TASK PROMPT: Drop every picture and give the entries back exactly.

┌─ AVAILABLE DATA

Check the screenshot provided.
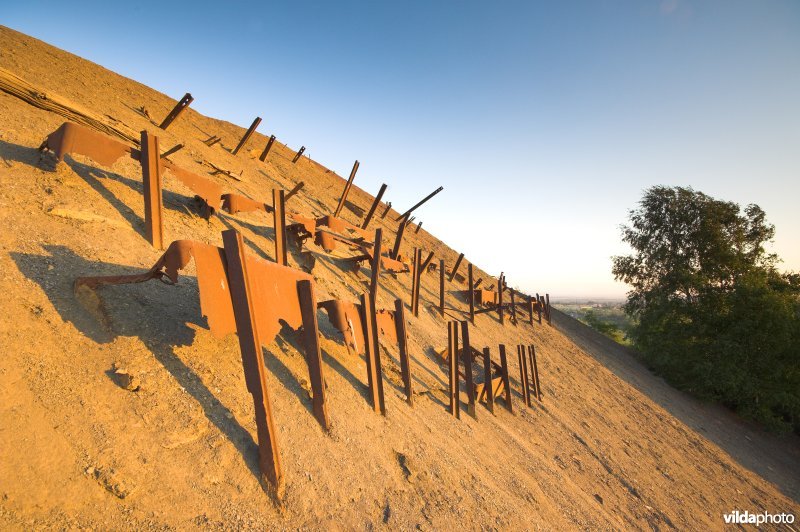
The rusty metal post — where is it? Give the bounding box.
[390,214,408,259]
[285,182,304,201]
[499,345,512,413]
[395,298,413,405]
[232,116,262,155]
[333,160,359,218]
[530,344,542,401]
[370,228,383,302]
[159,92,193,130]
[482,347,494,415]
[140,130,164,250]
[297,280,331,429]
[380,201,392,219]
[272,189,287,266]
[528,295,534,326]
[527,344,539,400]
[221,229,283,493]
[420,251,434,272]
[449,253,464,282]
[395,186,444,221]
[161,143,184,159]
[510,289,517,324]
[439,259,445,316]
[498,273,504,325]
[546,293,552,325]
[292,146,306,163]
[518,345,531,407]
[361,184,387,230]
[259,135,276,162]
[361,293,386,415]
[410,248,421,317]
[461,321,476,418]
[415,221,422,234]
[537,293,543,324]
[468,263,475,324]
[447,321,460,418]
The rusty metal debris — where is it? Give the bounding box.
[361,183,387,230]
[394,186,444,221]
[273,189,288,266]
[205,161,243,181]
[415,221,422,234]
[333,160,359,218]
[141,131,164,250]
[259,135,276,162]
[161,143,184,159]
[221,193,273,216]
[203,135,222,147]
[285,182,304,201]
[232,117,261,156]
[390,214,409,259]
[448,253,464,283]
[292,146,306,163]
[380,201,392,219]
[159,92,193,130]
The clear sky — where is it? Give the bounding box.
[5,1,799,299]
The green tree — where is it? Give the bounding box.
[612,186,800,433]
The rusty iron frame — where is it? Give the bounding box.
[232,116,262,155]
[447,321,460,418]
[361,183,387,230]
[460,320,476,418]
[333,160,359,218]
[394,186,443,221]
[292,146,306,163]
[499,345,513,413]
[259,135,277,162]
[159,92,193,130]
[380,201,392,219]
[141,130,164,250]
[449,253,464,283]
[273,189,288,266]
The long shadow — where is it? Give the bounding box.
[10,246,264,481]
[550,308,800,502]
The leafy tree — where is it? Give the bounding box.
[612,186,800,433]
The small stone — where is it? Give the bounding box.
[113,369,140,392]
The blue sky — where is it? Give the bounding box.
[5,0,799,298]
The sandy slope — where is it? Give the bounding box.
[0,26,797,530]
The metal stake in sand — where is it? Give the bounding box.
[232,116,262,155]
[159,92,193,130]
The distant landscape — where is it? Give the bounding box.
[552,299,633,345]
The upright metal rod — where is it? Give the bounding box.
[361,184,387,229]
[380,202,392,219]
[447,321,460,418]
[369,228,382,303]
[297,280,331,429]
[232,116,262,155]
[468,263,475,324]
[272,189,287,266]
[395,299,413,405]
[259,135,276,162]
[461,321,476,418]
[394,186,444,221]
[439,259,445,316]
[390,214,408,259]
[333,160,359,217]
[483,347,494,415]
[141,130,164,250]
[498,273,504,325]
[159,92,193,130]
[499,345,512,413]
[292,146,306,163]
[449,253,464,282]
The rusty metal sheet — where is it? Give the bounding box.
[317,215,372,240]
[40,122,133,166]
[161,160,223,214]
[222,193,273,216]
[474,289,499,306]
[318,299,399,354]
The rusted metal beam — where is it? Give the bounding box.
[394,186,443,221]
[518,345,531,407]
[499,345,512,413]
[528,295,534,326]
[159,92,193,130]
[414,221,422,234]
[473,278,483,290]
[527,344,539,400]
[410,248,421,317]
[297,280,331,429]
[361,183,387,230]
[439,259,445,316]
[221,230,283,495]
[285,182,304,201]
[380,201,392,219]
[461,321,476,418]
[291,146,306,163]
[369,229,382,301]
[361,292,386,415]
[390,214,408,259]
[530,344,542,401]
[272,189,288,266]
[510,288,517,324]
[482,347,494,415]
[447,321,460,418]
[140,130,164,250]
[468,263,475,324]
[420,251,434,272]
[232,116,262,155]
[546,293,552,325]
[161,143,183,159]
[448,253,464,283]
[498,273,504,325]
[333,160,359,218]
[259,135,276,162]
[395,298,413,406]
[537,293,543,324]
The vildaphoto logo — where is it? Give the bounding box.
[723,510,795,526]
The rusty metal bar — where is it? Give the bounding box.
[482,347,494,415]
[527,344,539,400]
[361,292,385,415]
[510,289,517,324]
[473,278,483,290]
[394,186,443,221]
[498,273,504,325]
[395,298,413,405]
[420,251,434,272]
[528,295,534,326]
[499,345,512,413]
[410,248,421,317]
[518,345,530,407]
[141,130,164,250]
[439,259,445,316]
[232,116,262,155]
[361,183,387,230]
[530,344,542,401]
[468,263,475,324]
[545,293,552,325]
[448,253,464,282]
[380,201,392,219]
[461,321,476,418]
[272,189,287,266]
[537,293,543,324]
[415,221,422,234]
[259,135,276,162]
[285,181,304,201]
[161,143,183,159]
[369,229,382,302]
[447,321,460,418]
[159,92,193,130]
[390,214,408,259]
[221,229,283,493]
[297,279,331,429]
[292,146,306,163]
[333,160,359,218]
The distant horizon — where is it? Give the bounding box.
[3,1,798,299]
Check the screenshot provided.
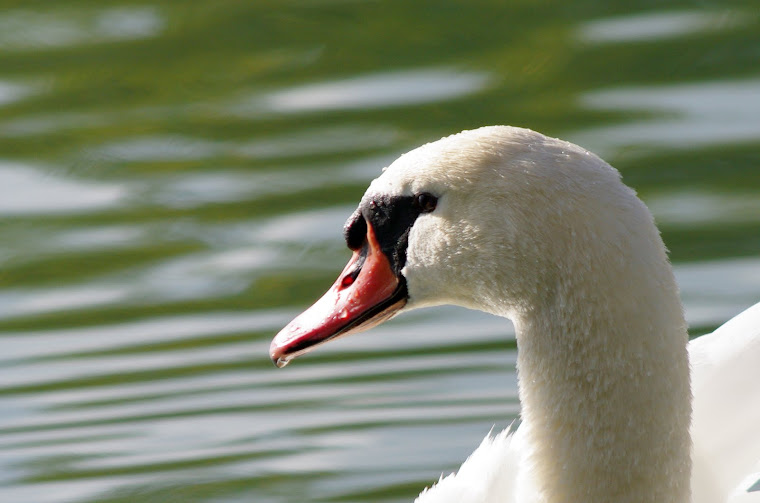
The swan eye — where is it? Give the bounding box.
[415,192,438,213]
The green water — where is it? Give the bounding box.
[1,1,759,502]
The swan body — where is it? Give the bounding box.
[270,126,760,503]
[416,302,760,503]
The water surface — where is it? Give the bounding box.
[1,2,759,502]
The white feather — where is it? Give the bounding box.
[415,427,524,503]
[690,302,760,502]
[333,126,760,502]
[413,302,760,503]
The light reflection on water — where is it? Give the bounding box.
[249,68,492,114]
[0,162,126,215]
[578,9,747,43]
[0,7,164,50]
[648,190,760,227]
[0,80,36,107]
[574,78,760,156]
[0,2,758,503]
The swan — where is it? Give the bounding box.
[269,126,760,503]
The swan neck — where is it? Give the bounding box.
[514,262,692,503]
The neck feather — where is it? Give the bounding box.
[511,221,692,503]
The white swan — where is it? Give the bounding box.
[270,126,760,503]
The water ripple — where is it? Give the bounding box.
[579,9,748,43]
[0,162,126,216]
[573,77,760,156]
[0,7,164,51]
[0,81,37,107]
[236,68,491,115]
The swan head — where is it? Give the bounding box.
[270,125,649,366]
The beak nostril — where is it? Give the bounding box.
[340,264,362,289]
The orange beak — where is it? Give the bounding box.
[270,222,406,367]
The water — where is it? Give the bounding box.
[1,2,759,502]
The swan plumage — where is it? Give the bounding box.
[415,427,525,503]
[689,302,760,502]
[270,126,760,503]
[415,301,760,503]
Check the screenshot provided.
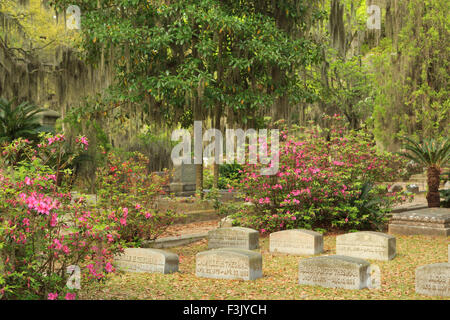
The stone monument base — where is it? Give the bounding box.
[388,208,450,236]
[169,182,196,196]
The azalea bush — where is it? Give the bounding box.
[0,135,122,300]
[229,116,412,233]
[1,132,90,187]
[95,150,180,245]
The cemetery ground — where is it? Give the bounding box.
[78,234,449,300]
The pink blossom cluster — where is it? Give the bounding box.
[18,192,60,215]
[232,118,408,233]
[75,136,89,150]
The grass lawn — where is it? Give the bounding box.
[79,235,449,300]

└─

EXERCISE ANSWER:
Check the screenshot provided.
The rusty metal post — where is it? Give the bounding box.
[390,214,408,259]
[285,182,304,201]
[499,345,512,413]
[395,298,413,405]
[232,116,262,155]
[333,160,359,218]
[530,344,542,401]
[370,228,383,302]
[159,92,193,130]
[482,347,494,415]
[140,130,164,250]
[297,280,331,429]
[380,201,392,219]
[272,189,287,266]
[528,295,534,326]
[527,344,539,400]
[221,229,283,493]
[420,251,434,272]
[449,253,464,282]
[395,186,444,221]
[161,143,184,159]
[510,289,517,324]
[439,259,445,316]
[498,273,504,325]
[546,293,552,325]
[292,146,306,163]
[518,345,531,407]
[361,184,387,230]
[259,135,276,162]
[361,293,386,415]
[410,248,421,317]
[461,321,476,418]
[415,221,422,234]
[537,293,543,324]
[468,263,475,324]
[447,321,460,418]
The rusty metal debris — where is it? Give the bounding box.
[361,183,387,230]
[394,186,444,221]
[273,189,288,266]
[205,161,243,181]
[415,221,422,234]
[333,160,359,218]
[141,131,164,250]
[259,135,276,162]
[161,143,184,159]
[221,193,273,216]
[203,135,222,147]
[285,182,304,201]
[232,117,261,156]
[390,214,409,259]
[448,253,464,283]
[292,146,306,163]
[380,201,392,219]
[159,92,193,130]
The clear sky — where is it? Give the bounding box.
[5,1,799,299]
The green tree — where is it? Give the bounding box.
[612,186,800,433]
The rusty iron frame — where is it? Give the bounding box.
[232,116,262,155]
[447,321,460,418]
[361,183,387,230]
[460,320,476,418]
[333,160,359,218]
[394,186,443,221]
[292,146,306,163]
[499,345,513,413]
[259,135,277,162]
[159,92,193,130]
[380,201,392,219]
[141,130,164,250]
[449,253,464,283]
[273,189,288,266]
The long shadow — where is it? Give the bounding box.
[10,246,264,481]
[550,308,800,502]
The leafy tree — where is it? Give the bounding box.
[612,186,800,433]
The small stone — where is it? Give the bounding box.
[113,369,140,392]
The blue sky — where is it? Give the bounding box.
[5,0,799,298]
The sandy slope — where is it? Give the bounding box.
[0,26,797,530]
The metal stake in sand — where is it? Give the bounding box.
[232,116,262,155]
[159,92,193,130]
The distant landscape — where is it? Give the bounding box.
[552,299,633,345]
The upright metal rod — where is it? Give the bounding box.
[361,184,387,229]
[380,202,392,219]
[447,321,460,418]
[369,228,382,303]
[297,280,331,429]
[232,116,262,155]
[468,263,475,324]
[272,189,287,266]
[395,299,413,405]
[259,135,276,162]
[461,321,476,418]
[394,186,444,221]
[439,259,445,316]
[390,214,408,259]
[333,160,359,217]
[483,347,494,415]
[141,130,164,250]
[498,273,504,325]
[159,92,193,130]
[499,345,512,413]
[292,146,306,163]
[449,253,464,282]
The rusty metal sheet — where is it? Give the bounding box.
[317,215,372,240]
[40,122,133,166]
[161,160,223,214]
[222,193,273,216]
[474,289,499,306]
[318,299,399,354]
The rusted metal beam — where is it? Give the bounding box.
[394,186,443,221]
[518,345,531,407]
[499,345,512,413]
[528,295,534,326]
[159,92,193,130]
[414,221,422,234]
[473,278,483,290]
[527,344,539,400]
[410,248,421,317]
[297,280,331,429]
[361,183,387,230]
[439,259,445,316]
[221,230,283,495]
[285,182,304,201]
[380,201,392,219]
[461,321,476,418]
[291,146,306,163]
[369,229,382,301]
[361,292,386,415]
[390,214,408,259]
[530,344,542,401]
[272,189,288,266]
[510,288,517,324]
[482,347,494,415]
[447,321,460,418]
[140,130,164,250]
[468,263,475,324]
[420,251,434,272]
[232,116,262,155]
[546,293,552,325]
[161,143,183,159]
[448,253,464,283]
[498,273,504,325]
[333,160,359,218]
[259,135,276,162]
[395,298,413,406]
[537,293,543,324]
The vildaphoto logo — where is it? Give the bounding box.
[723,510,795,526]
The rusty metal bar — where is it? Give the bounding box.
[482,347,494,415]
[527,344,539,400]
[361,292,385,415]
[510,289,517,324]
[473,278,483,290]
[394,186,443,221]
[498,273,504,325]
[395,298,413,405]
[420,251,434,272]
[528,295,534,326]
[499,345,512,413]
[410,248,421,317]
[518,345,530,407]
[141,130,164,250]
[439,259,445,316]
[232,116,262,155]
[361,183,387,230]
[530,344,542,401]
[468,263,475,324]
[545,293,552,325]
[448,253,464,282]
[380,201,392,219]
[461,321,476,418]
[272,189,287,266]
[537,293,543,324]
[415,221,422,234]
[259,135,276,162]
[285,181,304,201]
[161,143,183,159]
[369,229,382,302]
[447,321,460,418]
[159,92,193,130]
[390,214,408,259]
[221,229,283,493]
[297,279,331,429]
[292,146,306,163]
[333,160,359,218]
The distant horizon — where is it? Give the bounding box.
[3,1,798,299]
Check the screenshot provided.
The swan eye — where is it? Give the bounding box.
[415,192,438,213]
The green water — where is it? Give the bounding box.
[1,1,759,502]
The swan body — where is it? Give the bounding box.
[270,126,760,503]
[416,302,760,503]
The water surface — where is it? Give the bounding box.
[1,2,759,502]
The white feather — where is it? Give the bounding box.
[415,427,524,503]
[690,302,760,502]
[333,126,760,502]
[413,302,760,503]
The light reflection on water — where is it? Give the bounding box.
[249,68,492,114]
[0,162,126,215]
[578,9,747,43]
[0,7,164,50]
[648,190,760,227]
[0,80,36,107]
[574,78,760,156]
[0,2,758,503]
The swan — where is it? Give the bounding box.
[269,126,760,503]
The swan neck — where is it? Give the bounding box.
[514,262,692,503]
The neck feather — where is it? Give the bounding box.
[511,221,692,503]
The white swan — where is it? Give the bounding box.
[270,126,760,503]
The water ripple — where is it? Give the bounding box.
[579,9,748,43]
[0,162,126,216]
[573,77,760,156]
[0,7,164,51]
[0,81,37,107]
[236,68,491,115]
The swan head — where is it? Give the bounding box.
[270,125,649,366]
The beak nostril — where is it? Give the bounding box.
[340,264,362,289]
The orange beak — where is it? Give the bounding box.
[270,222,406,367]
The water — where is it? Give the bounding box.
[1,2,759,502]
The swan plumage — where is it? Give the bounding box.
[415,427,525,503]
[689,302,760,502]
[270,126,760,503]
[415,301,760,503]
Check the screenshot provided.
The stone monument base — where is it? Give the bounding box.
[388,208,450,236]
[169,182,196,196]
The azalea bush — where is it? Give the bounding box.
[0,135,122,300]
[229,116,412,233]
[1,132,90,187]
[95,150,180,245]
The cemetery ground — where is it? Give the bounding box.
[78,234,449,300]
The pink blossom cluster — where is it? Give the bounding box.
[18,192,60,215]
[232,118,408,233]
[75,136,89,150]
The grass lawn — where is it? Give the bounding box.
[79,235,449,300]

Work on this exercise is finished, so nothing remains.